** Je opdracht **
Vervang in het hele materiaal "dark wood" door "oak" en geef de regels verder ongewijzigd terug.

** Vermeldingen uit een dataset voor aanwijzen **
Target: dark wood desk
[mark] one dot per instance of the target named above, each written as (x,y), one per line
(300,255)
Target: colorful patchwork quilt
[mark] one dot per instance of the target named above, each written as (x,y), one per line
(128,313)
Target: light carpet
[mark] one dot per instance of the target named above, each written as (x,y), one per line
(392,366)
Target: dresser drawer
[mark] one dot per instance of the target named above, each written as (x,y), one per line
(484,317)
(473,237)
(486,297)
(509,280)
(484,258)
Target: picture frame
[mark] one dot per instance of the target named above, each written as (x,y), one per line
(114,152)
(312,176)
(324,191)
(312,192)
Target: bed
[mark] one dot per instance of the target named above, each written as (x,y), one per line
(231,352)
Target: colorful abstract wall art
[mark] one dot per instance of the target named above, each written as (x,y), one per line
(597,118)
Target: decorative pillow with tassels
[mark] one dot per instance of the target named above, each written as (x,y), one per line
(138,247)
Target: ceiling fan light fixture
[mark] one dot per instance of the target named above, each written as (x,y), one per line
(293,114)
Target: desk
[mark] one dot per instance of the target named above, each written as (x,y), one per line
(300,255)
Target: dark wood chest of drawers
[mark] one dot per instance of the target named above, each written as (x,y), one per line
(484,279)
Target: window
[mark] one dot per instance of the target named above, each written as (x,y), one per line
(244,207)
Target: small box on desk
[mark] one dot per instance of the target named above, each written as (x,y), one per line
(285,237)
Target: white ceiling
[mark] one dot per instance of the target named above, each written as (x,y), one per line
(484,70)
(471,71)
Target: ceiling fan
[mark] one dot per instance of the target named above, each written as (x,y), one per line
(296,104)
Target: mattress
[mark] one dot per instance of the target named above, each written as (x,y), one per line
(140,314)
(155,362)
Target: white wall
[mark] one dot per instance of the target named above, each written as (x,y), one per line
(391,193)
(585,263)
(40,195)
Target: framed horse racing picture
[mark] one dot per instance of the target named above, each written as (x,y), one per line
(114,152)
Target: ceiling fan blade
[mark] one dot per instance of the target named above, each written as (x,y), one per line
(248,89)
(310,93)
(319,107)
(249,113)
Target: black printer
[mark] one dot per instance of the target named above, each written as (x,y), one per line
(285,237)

** Volledig antwoord **
Target: oak desk
[mark] one dot per instance of the target named above, each written as (x,y), one per line
(300,255)
Target: colorful patchwork quilt
[mark] one dot per instance of the target named above, each written as (x,y), one per line
(128,313)
Target: light carpet
[mark] one dot per instance of the target named above, each written as (x,y), one per line
(392,366)
Target: dresser drawer
[mark] one dot per instance of the target named above, each written as (x,y), one per line
(484,317)
(473,237)
(486,297)
(509,280)
(484,258)
Target: picture frame
[mark] one dot per instance of the target named above, each written as (x,y), one per line
(114,152)
(312,176)
(324,191)
(312,192)
Target: bed
[mark] one dot per instance of the target named above, each written as (x,y), one per line
(231,352)
Target: colorful abstract wall art
[mark] one dot per instance of the target named above, each written as (x,y), one per line
(597,118)
Target: decorative pillow with tassels
[mark] one dot per instance of the target named above, each written as (x,y), one per line
(138,247)
Target: ceiling fan light fixture
[mark] one dot per instance of the target named above, each written as (x,y), one per line
(293,114)
Target: desk
[mark] one dot per instance of the target named above, each written as (x,y), one per line
(300,255)
Target: oak chest of drawers
[mark] one dot per instance of the target named above, each written as (x,y), one per line
(484,279)
Target: window
[mark] one dot per instance of the target named above, each written as (x,y), one per line
(244,207)
Target: small box on desk
[mark] one dot per instance of the target named above, each written as (x,y), one per line
(285,237)
Target: white ceiling
[mark] one dot per instance of the target named above, each written as (x,y), one per line
(484,70)
(471,71)
Target: ceiling fan
[mark] one dot per instance of the target named above, each written as (x,y), one per line
(296,104)
Target: mattress
[mark] one dot per instance of the target named above, each written as (x,y), one per line
(140,314)
(155,362)
Target: white wall
[mark] one dot per instance of the target named above, each written as (x,y), one per line
(391,193)
(585,263)
(40,195)
Target: framed horse racing picture
[mark] one dot per instance of the target named above, each written as (x,y), one per line
(114,152)
Target: ceiling fan blade
[mark] one dot per instance of the target named above, each written as (x,y), one per line
(248,89)
(310,93)
(319,107)
(249,113)
Target: black printer
[mark] one dot per instance of the target named above, each written as (x,y), one per line
(285,237)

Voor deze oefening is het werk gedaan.